(DOCUMENT EXCERPT)
▬▬▬

Anthony Hill (23 April 1930 – 13 October 2020) was an English artist, painter and relief-maker, originally a member of the post-World War II British art movement termed the Constructionist Group whose work was essentially in the international constructivist tradition.

Biography
His fellow members in this group were Victor Pasmore, Adrian Heath, John Ernest, Kenneth Martin, Mary Martin, Gillian Wise (artist) and Stephen Gilbert. He was born on 23 April 1930 in London, and studied at the St Martin's and the Central Schools of Art 1948–51. He began painting in the style of Dada and Surrealism in 1948 but quickly moved on to geometric abstract idioms. He made his first relief in 1954 and abandoned painting for relief-making in 1956. One feature of these reliefs has been the use of non-traditional materials such as industrial aluminium and Perspex. His first one-man show of reliefs was held at the Institute of Contemporary Arts in 1958. He has participated in exhibitions of abstract and constructivist art in the UK, Paris, Germany, Holland, Poland, Switzerland and the USA. In 1978 he exhibited in the Arts Council's exhibition, Constructive Context, alongside a number if artists such as Jeffrey Steele and Peter Lowe who had begun working in a systematised constructive mode in the mid to late 1960s and came together in the Systems Group in December 1969. Hill, however, along with the Martins, declined membership of this group. In 1983 the Hayward Gallery held a major retrospective exhibition of Anthony Hill's constructivist work.

▬▬▬

Object position labeling items:
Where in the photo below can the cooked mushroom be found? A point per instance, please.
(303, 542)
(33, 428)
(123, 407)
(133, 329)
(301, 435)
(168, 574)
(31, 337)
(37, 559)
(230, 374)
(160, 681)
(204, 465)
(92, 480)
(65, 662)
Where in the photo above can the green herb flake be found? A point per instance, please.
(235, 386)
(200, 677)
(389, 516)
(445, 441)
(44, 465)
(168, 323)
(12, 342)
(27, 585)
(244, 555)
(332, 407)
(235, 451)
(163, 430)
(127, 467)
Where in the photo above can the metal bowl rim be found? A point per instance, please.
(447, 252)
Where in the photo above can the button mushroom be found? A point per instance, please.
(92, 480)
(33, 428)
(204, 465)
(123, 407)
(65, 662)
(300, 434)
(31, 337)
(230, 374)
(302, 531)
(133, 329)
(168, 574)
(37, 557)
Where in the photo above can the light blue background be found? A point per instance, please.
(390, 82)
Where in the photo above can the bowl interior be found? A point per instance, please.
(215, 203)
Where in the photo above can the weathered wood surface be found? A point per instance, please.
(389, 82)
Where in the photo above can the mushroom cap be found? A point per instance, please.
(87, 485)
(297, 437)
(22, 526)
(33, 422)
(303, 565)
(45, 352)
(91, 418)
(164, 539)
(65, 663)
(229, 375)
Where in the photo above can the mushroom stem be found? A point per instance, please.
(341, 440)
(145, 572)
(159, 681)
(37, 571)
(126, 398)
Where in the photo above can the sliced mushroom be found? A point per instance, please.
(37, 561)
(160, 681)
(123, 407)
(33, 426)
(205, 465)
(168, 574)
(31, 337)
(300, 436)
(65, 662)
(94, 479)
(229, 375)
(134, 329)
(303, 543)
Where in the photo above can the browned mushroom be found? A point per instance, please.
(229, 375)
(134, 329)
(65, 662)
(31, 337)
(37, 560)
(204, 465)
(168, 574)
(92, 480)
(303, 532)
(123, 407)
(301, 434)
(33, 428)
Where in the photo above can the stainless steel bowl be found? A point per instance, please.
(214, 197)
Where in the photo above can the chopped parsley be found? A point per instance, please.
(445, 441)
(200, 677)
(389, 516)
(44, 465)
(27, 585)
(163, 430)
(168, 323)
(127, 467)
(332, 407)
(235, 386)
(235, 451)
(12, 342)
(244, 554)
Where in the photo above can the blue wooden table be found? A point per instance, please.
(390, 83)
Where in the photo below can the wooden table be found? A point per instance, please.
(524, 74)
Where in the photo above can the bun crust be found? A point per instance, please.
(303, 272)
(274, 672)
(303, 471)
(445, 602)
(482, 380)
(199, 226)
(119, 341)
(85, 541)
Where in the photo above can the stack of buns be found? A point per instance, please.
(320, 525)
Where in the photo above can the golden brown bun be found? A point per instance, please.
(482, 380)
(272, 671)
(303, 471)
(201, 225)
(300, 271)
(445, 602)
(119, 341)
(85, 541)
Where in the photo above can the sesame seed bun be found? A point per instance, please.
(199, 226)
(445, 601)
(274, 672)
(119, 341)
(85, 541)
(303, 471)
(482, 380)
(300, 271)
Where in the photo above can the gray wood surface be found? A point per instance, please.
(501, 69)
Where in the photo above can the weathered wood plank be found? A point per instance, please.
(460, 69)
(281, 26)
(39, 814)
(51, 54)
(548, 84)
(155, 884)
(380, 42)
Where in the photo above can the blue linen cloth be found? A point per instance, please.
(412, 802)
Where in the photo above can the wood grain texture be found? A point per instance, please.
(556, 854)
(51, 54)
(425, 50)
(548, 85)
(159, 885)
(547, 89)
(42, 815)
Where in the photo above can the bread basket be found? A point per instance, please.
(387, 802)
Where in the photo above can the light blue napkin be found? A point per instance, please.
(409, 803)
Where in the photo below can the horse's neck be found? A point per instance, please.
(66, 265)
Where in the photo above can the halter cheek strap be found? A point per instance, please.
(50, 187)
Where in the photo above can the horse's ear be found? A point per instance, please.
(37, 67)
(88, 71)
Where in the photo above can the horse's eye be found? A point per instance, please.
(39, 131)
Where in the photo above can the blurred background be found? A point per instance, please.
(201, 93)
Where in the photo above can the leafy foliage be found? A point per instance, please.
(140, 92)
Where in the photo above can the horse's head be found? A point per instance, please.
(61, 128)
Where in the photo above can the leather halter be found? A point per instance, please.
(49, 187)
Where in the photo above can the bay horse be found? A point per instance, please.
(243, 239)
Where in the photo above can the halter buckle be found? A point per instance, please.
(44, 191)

▬▬▬

Write down the passage of the Anthony Hill biography that begins at the words "Anthony Hill (23" and stops after "international constructivist tradition.". Rely solely on the Anthony Hill biography.

Anthony Hill (23 April 1930 – 13 October 2020) was an English artist, painter and relief-maker, originally a member of the post-World War II British art movement termed the Constructionist Group whose work was essentially in the international constructivist tradition.